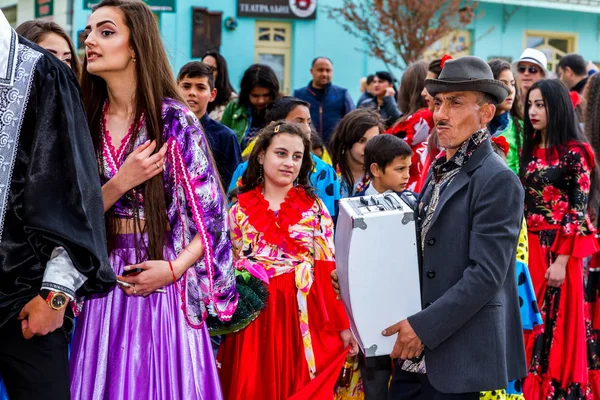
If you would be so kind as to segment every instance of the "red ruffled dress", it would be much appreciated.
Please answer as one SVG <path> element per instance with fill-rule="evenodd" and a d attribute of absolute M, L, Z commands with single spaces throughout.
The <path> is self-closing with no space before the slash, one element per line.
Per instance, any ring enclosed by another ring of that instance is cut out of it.
<path fill-rule="evenodd" d="M 562 151 L 536 148 L 523 171 L 529 271 L 544 323 L 525 331 L 527 400 L 598 399 L 600 375 L 589 309 L 584 303 L 582 259 L 598 251 L 587 214 L 589 145 L 570 142 Z M 545 274 L 558 255 L 569 255 L 565 281 L 547 286 Z"/>
<path fill-rule="evenodd" d="M 404 139 L 413 151 L 412 165 L 409 171 L 410 178 L 407 186 L 409 190 L 418 192 L 416 189 L 419 178 L 422 175 L 427 175 L 429 171 L 432 159 L 431 156 L 428 158 L 427 139 L 432 128 L 433 113 L 428 108 L 422 108 L 385 132 Z M 433 157 L 435 158 L 435 155 Z"/>
<path fill-rule="evenodd" d="M 331 400 L 349 328 L 331 286 L 333 221 L 320 200 L 292 188 L 278 213 L 260 187 L 229 212 L 236 267 L 267 283 L 256 320 L 227 335 L 217 364 L 226 400 Z"/>

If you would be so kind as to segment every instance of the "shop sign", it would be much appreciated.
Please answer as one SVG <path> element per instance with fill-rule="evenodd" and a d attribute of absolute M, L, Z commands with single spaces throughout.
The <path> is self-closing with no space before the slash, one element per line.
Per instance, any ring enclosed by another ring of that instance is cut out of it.
<path fill-rule="evenodd" d="M 238 0 L 238 17 L 316 19 L 317 0 Z"/>

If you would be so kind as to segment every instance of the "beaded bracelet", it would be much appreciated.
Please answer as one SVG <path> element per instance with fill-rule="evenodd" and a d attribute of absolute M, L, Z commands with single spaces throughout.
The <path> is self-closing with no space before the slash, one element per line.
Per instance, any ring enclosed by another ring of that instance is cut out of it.
<path fill-rule="evenodd" d="M 173 263 L 169 261 L 169 268 L 171 268 L 171 274 L 173 275 L 173 283 L 177 286 L 177 278 L 175 277 L 175 271 L 173 270 Z"/>

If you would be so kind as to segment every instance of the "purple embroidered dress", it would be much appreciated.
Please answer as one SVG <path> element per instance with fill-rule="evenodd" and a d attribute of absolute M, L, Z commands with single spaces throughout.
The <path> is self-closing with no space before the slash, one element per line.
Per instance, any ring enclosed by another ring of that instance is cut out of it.
<path fill-rule="evenodd" d="M 204 256 L 166 293 L 128 297 L 114 288 L 85 301 L 71 350 L 72 399 L 222 399 L 204 319 L 210 309 L 221 320 L 237 304 L 227 208 L 200 124 L 178 102 L 165 99 L 162 117 L 165 196 L 171 231 L 164 259 L 174 260 L 199 234 Z M 129 134 L 119 149 L 102 137 L 103 183 L 127 157 Z M 144 143 L 145 126 L 134 148 Z M 139 196 L 140 203 L 143 198 Z M 128 196 L 116 204 L 117 217 L 144 216 Z M 118 235 L 110 260 L 120 275 L 136 263 L 133 235 Z M 141 235 L 138 240 L 145 240 Z M 140 260 L 142 261 L 142 260 Z"/>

Directions
Render every one of the lines above as a Markdown table with the columns Row and Line, numbering the rows in order and skipping blank lines. Leave the pictures out.

Correct output
| Row | Line |
|---|---|
| 1 | If you would be so kind as to segment every instance of the "red ruffled dress", it would be much appreciated. |
| 2 | Please answer as one SVG <path> element per instance with fill-rule="evenodd" and a d attribute of absolute M, L, Z commands with single spaces throughout. |
| 3 | The <path> is self-closing with no space before the slash, one element per line. |
| 4 | Per instance, any ring enclosed by another ring of that instance is cut out of it. |
| 5 | <path fill-rule="evenodd" d="M 562 151 L 536 148 L 523 171 L 529 271 L 544 323 L 525 331 L 527 400 L 598 399 L 600 375 L 589 309 L 584 303 L 582 259 L 598 251 L 587 214 L 589 145 L 570 142 Z M 545 274 L 558 255 L 569 255 L 565 281 L 547 286 Z"/> |
| 6 | <path fill-rule="evenodd" d="M 404 139 L 413 151 L 412 165 L 409 171 L 410 178 L 407 186 L 409 190 L 418 192 L 416 189 L 419 178 L 422 175 L 427 175 L 429 171 L 432 159 L 431 156 L 428 158 L 427 139 L 432 128 L 433 113 L 428 108 L 422 108 L 385 132 Z M 433 157 L 435 158 L 435 155 Z"/> |
| 7 | <path fill-rule="evenodd" d="M 331 400 L 349 328 L 331 286 L 333 221 L 320 200 L 292 188 L 278 213 L 260 187 L 229 212 L 236 267 L 267 283 L 256 320 L 227 335 L 217 364 L 226 400 Z"/> |
| 8 | If you would be so kind as to segment every instance of the "shop sign", it would be much appreciated. |
| 9 | Please answer as one SVG <path> element per instance with fill-rule="evenodd" and a d attribute of absolute M, L, Z commands with single spaces throughout. |
| 10 | The <path> is self-closing with no space before the slash, one element per line. |
| 11 | Per instance, any ring enclosed by another ring of that instance is cut out of it. |
| 12 | <path fill-rule="evenodd" d="M 238 0 L 238 17 L 316 19 L 317 0 Z"/> |
| 13 | If you would be so kind as to segment every instance of the "beaded bracelet", it would be much appreciated. |
| 14 | Please answer as one SVG <path> element per instance with fill-rule="evenodd" and a d attribute of absolute M, L, Z commands with single spaces throughout. |
| 15 | The <path> is self-closing with no space before the slash, one element per line. |
| 16 | Per instance, any ring enclosed by another ring of that instance is cut out of it. |
| 17 | <path fill-rule="evenodd" d="M 173 263 L 169 261 L 169 268 L 171 268 L 171 274 L 173 275 L 173 283 L 177 286 L 177 278 L 175 277 L 175 271 L 173 270 Z"/> |
| 18 | If you would be so kind as to segment every instance of the "purple embroidered dress", it would be much appreciated. |
| 19 | Please answer as one SVG <path> element per instance with fill-rule="evenodd" and a d attribute of absolute M, L, Z commands with single spaces throughout. |
| 20 | The <path> is self-closing with no space before the slash, one element per line. |
| 21 | Per instance, any ring enclosed by another ring of that instance is cut out of it. |
| 22 | <path fill-rule="evenodd" d="M 204 256 L 166 293 L 128 297 L 114 288 L 85 301 L 71 350 L 72 399 L 222 399 L 204 319 L 210 309 L 221 320 L 237 304 L 227 208 L 200 124 L 178 102 L 165 99 L 162 117 L 165 196 L 171 231 L 164 259 L 174 260 L 199 234 Z M 129 134 L 119 149 L 102 137 L 103 183 L 127 157 Z M 144 143 L 145 126 L 134 148 Z M 139 196 L 140 203 L 143 198 Z M 128 196 L 116 204 L 117 217 L 144 216 Z M 118 235 L 110 260 L 120 275 L 136 263 L 133 235 Z M 141 235 L 138 240 L 145 240 Z M 140 260 L 142 261 L 142 260 Z"/> |